**TASK REQUIREMENTS**: Please print every one of the records below word for word, leaving each line unchanged.

------------------------------------

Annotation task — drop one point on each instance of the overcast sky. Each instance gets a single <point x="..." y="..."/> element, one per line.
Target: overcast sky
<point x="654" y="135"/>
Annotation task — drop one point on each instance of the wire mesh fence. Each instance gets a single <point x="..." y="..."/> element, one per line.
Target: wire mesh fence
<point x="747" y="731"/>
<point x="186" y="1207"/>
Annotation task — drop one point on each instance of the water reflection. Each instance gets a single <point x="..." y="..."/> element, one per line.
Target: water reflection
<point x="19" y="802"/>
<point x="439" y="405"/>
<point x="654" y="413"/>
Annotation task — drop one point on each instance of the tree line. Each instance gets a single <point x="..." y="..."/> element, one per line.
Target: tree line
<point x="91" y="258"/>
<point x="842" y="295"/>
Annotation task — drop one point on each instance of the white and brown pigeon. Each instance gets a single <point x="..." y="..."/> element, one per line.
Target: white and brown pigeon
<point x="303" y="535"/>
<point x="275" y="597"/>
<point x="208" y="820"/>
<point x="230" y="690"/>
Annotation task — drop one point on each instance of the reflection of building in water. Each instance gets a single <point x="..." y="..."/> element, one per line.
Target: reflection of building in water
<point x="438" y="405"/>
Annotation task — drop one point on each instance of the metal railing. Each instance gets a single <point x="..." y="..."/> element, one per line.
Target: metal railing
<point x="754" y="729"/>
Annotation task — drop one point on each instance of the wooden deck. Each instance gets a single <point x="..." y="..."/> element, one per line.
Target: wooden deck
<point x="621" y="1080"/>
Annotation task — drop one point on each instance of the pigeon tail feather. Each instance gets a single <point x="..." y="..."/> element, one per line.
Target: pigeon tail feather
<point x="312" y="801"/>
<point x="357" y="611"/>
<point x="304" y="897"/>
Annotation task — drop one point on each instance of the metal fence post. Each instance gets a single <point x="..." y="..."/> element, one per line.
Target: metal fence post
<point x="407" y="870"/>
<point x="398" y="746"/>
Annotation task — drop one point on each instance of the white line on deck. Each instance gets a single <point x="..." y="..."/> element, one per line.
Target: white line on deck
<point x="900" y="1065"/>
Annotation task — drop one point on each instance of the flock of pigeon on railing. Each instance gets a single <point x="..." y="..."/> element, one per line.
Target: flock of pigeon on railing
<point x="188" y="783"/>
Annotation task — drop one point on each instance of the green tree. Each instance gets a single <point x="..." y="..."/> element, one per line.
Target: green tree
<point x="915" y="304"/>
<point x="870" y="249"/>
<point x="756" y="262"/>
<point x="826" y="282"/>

------------------------------------

**FINISHED ANSWER**:
Annotation task — drop one point on each instance of the overcast sky. Each instance gets a single <point x="..." y="..."/> element, one per line.
Target: overcast sky
<point x="654" y="135"/>
Annotation task — drop one point on each instance of the wire mesh fence. Each instance gets a single <point x="..." y="..."/> element, one per line.
Target: wire mesh fence
<point x="747" y="731"/>
<point x="186" y="1207"/>
Annotation task — drop one point on each instance of the water reflection. Each instance gets a single <point x="..." y="..."/> element, one per line.
Target: water reflection
<point x="19" y="802"/>
<point x="439" y="405"/>
<point x="654" y="413"/>
Annotation task — drop one point on each instance of the tree line. Each instance gets a single <point x="..." y="..."/> element, one per line.
Target: tree line
<point x="91" y="258"/>
<point x="842" y="295"/>
Annotation task — drop one point on each instance of the white and brown pigeon. Each instance gets a single <point x="..." y="..."/> element, one per line.
Target: white and brown pigeon
<point x="303" y="535"/>
<point x="275" y="597"/>
<point x="208" y="820"/>
<point x="230" y="690"/>
Annotation task — drop one point on each instance of the reflection of building in water. Each instance gets a single <point x="..." y="..."/> element, one per line.
Target: reflection of building in water
<point x="438" y="405"/>
Annotation task — drop one point on each instance of the metal railing. Each instance gets a single <point x="..." y="..."/> element, one per line.
Target: metal railing
<point x="754" y="729"/>
Annotation task — drop one point on each instance of the wooden deck. Each instance gets a single <point x="..." y="..."/> element, one per line.
Target: wooden deck
<point x="621" y="1080"/>
Annotation task — drop one point on each instance of the pigeon tail feather. Each instance gets a single <point x="..." y="..."/> element, one per line.
Target: pigeon tail feather
<point x="312" y="801"/>
<point x="357" y="611"/>
<point x="304" y="897"/>
Annotation task — drop one point on each instance of the metal fence post. Each instance gets a single <point x="..." y="..."/> element, one per line.
Target: metal fence post
<point x="407" y="870"/>
<point x="398" y="746"/>
Annotation task — drop one point on each instance of the white line on deck. Each instance gets a single <point x="..." y="..."/> element, one per line.
Target: white line on deck
<point x="900" y="1065"/>
Annotation task — drop one point on each instance of the flock of pigeon on railing. Each instance gets a single <point x="..." y="..."/> element, one per line.
Target: flock of pigeon on railing
<point x="188" y="783"/>
Annotation task — drop one point on each instance of the green tree. Each instance gets a single <point x="..." y="..."/> element, one per line.
Target: green tree
<point x="915" y="304"/>
<point x="870" y="249"/>
<point x="756" y="262"/>
<point x="826" y="282"/>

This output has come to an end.